DOCUMENT PASSAGE:
Halting conflict globally is the only way to effectively tackle COVID-19, says report

According to the report published by international NGO, Oxfam, global military expenditure in 2019 stood at USD 1.9 trillion – an amount several times over what is required to pay for the UN-led efforts to fight the COVID-19 crisis in developing countries

May 12, 2020 by Peoples Dispatch
Oxfam report
The continuation of global conflicts amounts to a direct failure of UNSC, according to the Oxfam report.

The failure of the global community to work for a ceasefire in conflict zones has heightened the risk posed by the COVID-19 pandemic for over two billion people, says a new report. The report titled ‘Conflict in the time of Coronavirus’ was published on May 12, Tuesday, by Oxfam, an international NGO working on issues of global poverty.

Several ongoing wars and conflicts have not only destroyed the health infrastructure in affected regions and made governance structures ineffective, but have also forced a large number of people to flee their homes and live in overcrowded camps for refugees and the displaced.  

According to the report, the continuation of these conflicts amounts to a direct failure of the United Nations Security Council (UNSC). Most of the members of the UNSC, such as the US and France, have continued arms trade and their support for third parties involved in regional conflicts. This is despite warnings and appeals highlighting the greater risk to people in these countries. An example is the Western-backed Saudi Arabia-led military coalition in Yemen, responsible for one of the worst humanitarian crises in the world.

BRIEF 1: According to the news article on the Oxfam report, how much was global military expenditure in 2019?
BRIEF 2: Return the part of the news article on the Oxfam report starting with "Halting conflict globally" and going on through "the Oxfam report.".
BRIEF 3: Resume the news article on the Oxfam conflict report, beginning right after its final sentence.

MATERIAL SHOWN:

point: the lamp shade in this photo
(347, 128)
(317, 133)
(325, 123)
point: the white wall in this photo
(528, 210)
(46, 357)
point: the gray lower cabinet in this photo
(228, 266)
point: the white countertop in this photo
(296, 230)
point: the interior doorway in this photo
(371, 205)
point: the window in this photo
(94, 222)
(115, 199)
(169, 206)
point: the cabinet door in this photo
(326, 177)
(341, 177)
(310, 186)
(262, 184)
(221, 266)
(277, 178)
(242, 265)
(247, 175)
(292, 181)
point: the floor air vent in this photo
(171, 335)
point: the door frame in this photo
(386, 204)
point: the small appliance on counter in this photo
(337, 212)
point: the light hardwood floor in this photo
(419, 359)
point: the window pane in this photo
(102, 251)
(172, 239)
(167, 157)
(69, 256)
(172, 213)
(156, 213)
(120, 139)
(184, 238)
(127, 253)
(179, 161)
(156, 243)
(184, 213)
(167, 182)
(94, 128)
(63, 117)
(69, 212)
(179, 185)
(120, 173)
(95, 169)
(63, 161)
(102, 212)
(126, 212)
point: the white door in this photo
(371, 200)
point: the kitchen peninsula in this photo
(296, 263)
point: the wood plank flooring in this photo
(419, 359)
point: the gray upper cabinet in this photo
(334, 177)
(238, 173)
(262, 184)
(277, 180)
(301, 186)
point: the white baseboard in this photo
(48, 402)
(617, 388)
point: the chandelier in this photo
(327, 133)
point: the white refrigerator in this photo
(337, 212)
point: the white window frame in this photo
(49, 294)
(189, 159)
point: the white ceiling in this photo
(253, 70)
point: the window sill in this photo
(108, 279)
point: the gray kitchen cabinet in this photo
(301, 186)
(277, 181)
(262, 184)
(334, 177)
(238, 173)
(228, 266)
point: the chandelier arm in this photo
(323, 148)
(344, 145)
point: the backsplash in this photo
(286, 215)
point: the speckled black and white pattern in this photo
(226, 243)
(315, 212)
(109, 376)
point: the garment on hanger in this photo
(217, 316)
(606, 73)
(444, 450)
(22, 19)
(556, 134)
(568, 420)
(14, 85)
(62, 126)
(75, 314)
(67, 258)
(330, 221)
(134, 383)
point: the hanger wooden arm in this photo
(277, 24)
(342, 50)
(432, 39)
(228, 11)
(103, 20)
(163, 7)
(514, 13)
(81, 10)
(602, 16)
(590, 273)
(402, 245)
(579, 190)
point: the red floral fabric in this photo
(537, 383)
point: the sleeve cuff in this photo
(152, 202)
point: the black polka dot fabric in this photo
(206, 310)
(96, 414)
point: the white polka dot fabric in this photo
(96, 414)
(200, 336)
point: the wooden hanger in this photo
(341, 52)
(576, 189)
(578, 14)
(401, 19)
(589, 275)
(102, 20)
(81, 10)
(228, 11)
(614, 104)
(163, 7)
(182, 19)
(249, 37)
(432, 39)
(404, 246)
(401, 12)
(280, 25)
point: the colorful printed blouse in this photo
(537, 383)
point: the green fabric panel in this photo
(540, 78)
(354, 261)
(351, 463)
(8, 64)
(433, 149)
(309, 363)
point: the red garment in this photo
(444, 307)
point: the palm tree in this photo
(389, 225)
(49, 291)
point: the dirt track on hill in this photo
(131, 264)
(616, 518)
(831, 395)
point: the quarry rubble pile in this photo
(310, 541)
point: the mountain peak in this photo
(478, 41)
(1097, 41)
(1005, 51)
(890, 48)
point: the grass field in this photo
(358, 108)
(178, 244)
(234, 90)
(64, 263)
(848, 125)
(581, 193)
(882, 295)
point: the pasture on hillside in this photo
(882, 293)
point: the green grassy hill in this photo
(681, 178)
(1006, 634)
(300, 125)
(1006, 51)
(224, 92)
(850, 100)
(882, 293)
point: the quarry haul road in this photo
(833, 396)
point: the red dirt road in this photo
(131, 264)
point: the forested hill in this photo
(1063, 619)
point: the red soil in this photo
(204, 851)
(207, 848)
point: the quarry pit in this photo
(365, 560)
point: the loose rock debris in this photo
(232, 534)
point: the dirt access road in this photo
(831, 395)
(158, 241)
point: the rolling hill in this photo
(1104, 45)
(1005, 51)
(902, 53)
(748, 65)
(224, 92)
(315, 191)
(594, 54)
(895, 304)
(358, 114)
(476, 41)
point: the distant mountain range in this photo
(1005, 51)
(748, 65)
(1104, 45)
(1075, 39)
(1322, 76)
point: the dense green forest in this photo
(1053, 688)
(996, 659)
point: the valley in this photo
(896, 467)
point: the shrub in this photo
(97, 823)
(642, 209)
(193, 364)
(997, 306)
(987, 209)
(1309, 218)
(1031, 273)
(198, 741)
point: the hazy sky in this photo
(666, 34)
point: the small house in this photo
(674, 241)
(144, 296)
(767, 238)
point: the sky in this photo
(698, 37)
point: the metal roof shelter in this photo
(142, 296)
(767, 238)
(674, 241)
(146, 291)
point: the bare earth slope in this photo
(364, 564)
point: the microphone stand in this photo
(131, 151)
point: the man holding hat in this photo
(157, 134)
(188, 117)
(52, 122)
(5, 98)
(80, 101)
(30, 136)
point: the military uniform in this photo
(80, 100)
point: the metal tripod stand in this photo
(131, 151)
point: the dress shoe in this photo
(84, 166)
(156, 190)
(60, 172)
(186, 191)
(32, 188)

EXERCISE RESPONSE 1: USD 1.9 trillion.

EXERCISE RESPONSE 2:
Halting conflict globally is the only way to effectively tackle COVID-19, says report

According to the report published by international NGO, Oxfam, global military expenditure in 2019 stood at USD 1.9 trillion – an amount several times over what is required to pay for the UN-led efforts to fight the COVID-19 crisis in developing countries

May 12, 2020 by Peoples Dispatch
Oxfam report
The continuation of global conflicts amounts to a direct failure of UNSC, according to the Oxfam report.

EXERCISE RESPONSE 3:
The report notes that in 2019 alone, the total global spending on military was more than USD 1.9 trillion. According to the report, this amount is 280 times higher than the sum quoted by the UN for health sector-related support to developing countries to aid in their fight against the pandemic.

On May 8, countries such as the US refused to vote on a UNSC resolution calling for a global ceasefire. Several countries continue to support and incite conflicts in different parts of the world despite an appeal by UN secretary general António Guterres on March 23 against such acts. 

The report concludes that halting conflicts globally is the only means to enable an effective response to the COVID-19 crisis. 

The report highlights the case of conflict-ridden countries like the Central African Republic, Myanmar, Yemen and Afghanistan. It also points to cases like Colombia, where the rebel National Liberation Army (ELN) has declared a unilateral ceasefire but the government and other parties have failed to do so.  

Oxfam asked countries to stop fueling conflicts in a bid to sell arms. Oxfam executive director Jose Maria Vera appealed to states to “instead make efforts to pressure warring parties to agree to a global ceasefire and invest in peace efforts.”